Honorable Madam Speaker!
The mission of the Coalition for Reforms, Integration and Consolidated Institutions (KRIIK) is to protect and guarantee the human rights and freedoms, as well as the full dimension of human security by strengthening the rule of law, democratic governance, encourage civic engagement, as well as encourage full responsibility, transparency, and accountability of public and political institutions.
In cooperation with, or in the framework of the Coalition of Domestic Observers (CDO), KRIIK, as one of the main and leading organizations of CDO, has continuously followed, especially after the Electoral Reform of July 2012, the development of all political and institutional processes and developments that affect, directly or indirectly, the integrity of the electoral processes.
Since the decree of the election date by the President of the Republic, KRIIK is closely following the situation in the country, the political and institutional developments, as well as is monitoring the preparatory work for the election process taking place on 14 May 2023, by also being officially accredited by the Central Election Commission through Decision No. 38, dated 08.02.2023, of the CEC.
As it has been widely made public, the main philosophy and strategy of KRIIK is to guarantee integrity and strengthen the Independent Institution of the Central Election Commission (CEC), for the unequivocal implementation of the law, the preservation of independence and impartiality, as well as the proactive approach and achieved performance in relation to guaranteeing the integrity of elections in the country, especially of the electoral process itself.
The guarantee and manifestation of integrity and impartiality by the Institution of the CEC is closely related to the application of standards and protection of constitutional principles, as it should be manifested by any other state institutions, for carrying out an electoral process with European standards, as well as a normal institutional and political climate, for as much as CEC can have an impact and influence on it, by offering a calm electoral climate, where each operator and actor assigned with duties remains maximally committed to fulfil its legal obligations on time, without infringing the tight deadlines of the process and without losing its quality.
This calm electoral climate is more than necessary to make citizens feel safe to express their free and impaired will, by making them understand that the electoral process is for them an opportunity to choose the best electoral offer presented by the electoral subjects, for the good administration of local governance.
It is the duty of the state, through the law and through institutions, especially the Institution of the CEC, to make sure that the Albanian voters are not impaired, not affected and are not oriented in any way, by establishing preventive and sanctioning mechanisms against all forms of power, being it political, state, economic, or even criminal.
In this important mission, the CEC is the only institution commissioned by the law, which should face and oblige by law the political parties to implement the law and the rules of the electoral competition.
In the experience to date, the one who has made steps backwards and suffered the consequences was only the institution, by creating negative precedents in the established democratic experience, but also of the inappropriate behavior of an independent institution.
Political parties, which are protected by the constitution and which allow the preservation of pluralism, which is the foundation of our constitutional-legal order, are completely free to be organized, to express freely and to create opinions and political alternatives for the governance of the country.
But, they are not and should not be considered in any case above the law.
If a political formation wants to take over and develop public responsibility or even to govern the country, it should start showing responsibility and accountability by strictly respecting the legal framework, as well as the criteria for parity in the electoral contest.

════

PROBLEM SET:
A. Answer these questions about the KRIIK address to the Speaker:
(i) Which reform does the address name as a starting point for KRIIK's close following of developments affecting electoral integrity?
(ii) Through which decision was KRIIK officially accredited by the Central Election Commission?
(iii) On what date is the election process taking place?
B. Retype the portion of the KRIIK address to the Speaker starting at "It is the duty" and ending at "an independent institution.".

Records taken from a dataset

════

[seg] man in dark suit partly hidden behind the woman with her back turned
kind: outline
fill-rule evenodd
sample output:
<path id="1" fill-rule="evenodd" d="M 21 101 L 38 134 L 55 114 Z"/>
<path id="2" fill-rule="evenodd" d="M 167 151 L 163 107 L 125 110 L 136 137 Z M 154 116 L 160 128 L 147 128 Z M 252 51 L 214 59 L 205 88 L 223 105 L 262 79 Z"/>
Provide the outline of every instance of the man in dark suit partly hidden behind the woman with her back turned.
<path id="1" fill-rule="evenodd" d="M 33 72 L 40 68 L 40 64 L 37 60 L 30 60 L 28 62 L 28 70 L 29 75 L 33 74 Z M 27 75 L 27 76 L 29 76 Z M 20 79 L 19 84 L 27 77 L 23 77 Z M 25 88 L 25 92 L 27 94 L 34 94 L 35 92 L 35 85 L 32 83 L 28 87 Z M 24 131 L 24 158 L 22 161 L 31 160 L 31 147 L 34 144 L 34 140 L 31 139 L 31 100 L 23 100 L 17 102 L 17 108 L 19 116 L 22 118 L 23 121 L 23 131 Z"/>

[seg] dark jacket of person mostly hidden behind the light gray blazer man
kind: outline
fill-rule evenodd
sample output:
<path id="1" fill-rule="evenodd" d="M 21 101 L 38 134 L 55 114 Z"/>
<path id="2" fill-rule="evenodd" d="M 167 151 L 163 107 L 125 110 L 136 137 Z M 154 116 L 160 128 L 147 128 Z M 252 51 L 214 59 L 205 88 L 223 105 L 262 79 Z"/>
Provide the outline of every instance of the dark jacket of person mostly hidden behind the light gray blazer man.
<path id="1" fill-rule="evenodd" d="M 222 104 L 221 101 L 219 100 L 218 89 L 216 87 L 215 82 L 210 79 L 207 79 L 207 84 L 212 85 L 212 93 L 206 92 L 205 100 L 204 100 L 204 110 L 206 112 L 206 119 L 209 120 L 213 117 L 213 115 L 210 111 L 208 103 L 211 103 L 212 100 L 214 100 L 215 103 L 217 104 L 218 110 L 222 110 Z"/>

════

RESULTS:
A.
(i) The Electoral Reform of July 2012.
(ii) Decision No. 38, dated 08.02.2023, of the CEC.
(iii) 14 May 2023.

B.
It is the duty of the state, through the law and through institutions, especially the Institution of the CEC, to make sure that the Albanian voters are not impaired, not affected and are not oriented in any way, by establishing preventive and sanctioning mechanisms against all forms of power, being it political, state, economic, or even criminal.
In this important mission, the CEC is the only institution commissioned by the law, which should face and oblige by law the political parties to implement the law and the rules of the electoral competition.
In the experience to date, the one who has made steps backwards and suffered the consequences was only the institution, by creating negative precedents in the established democratic experience, but also of the inappropriate behavior of an independent institution.